*Problem statement*.
Let your answer be the line containing "Exercise. Point out the bathtub" and every line below it to the end of the records, copied exactly.

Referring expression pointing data
_ _ _

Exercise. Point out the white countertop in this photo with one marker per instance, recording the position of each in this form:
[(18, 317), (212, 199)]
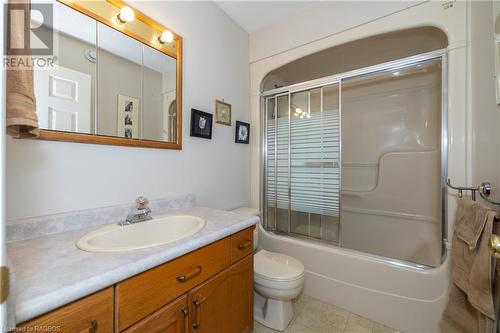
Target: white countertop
[(51, 271)]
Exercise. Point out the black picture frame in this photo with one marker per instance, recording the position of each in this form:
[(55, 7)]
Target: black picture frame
[(239, 136), (196, 119)]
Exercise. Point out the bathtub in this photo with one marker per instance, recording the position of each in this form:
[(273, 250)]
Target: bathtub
[(395, 294)]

_ _ _

*Expected answer*.
Exercise. Point out the bathtub in this photo with one marker per instance, recording the position of each in this form:
[(273, 250)]
Target: bathtub
[(395, 294)]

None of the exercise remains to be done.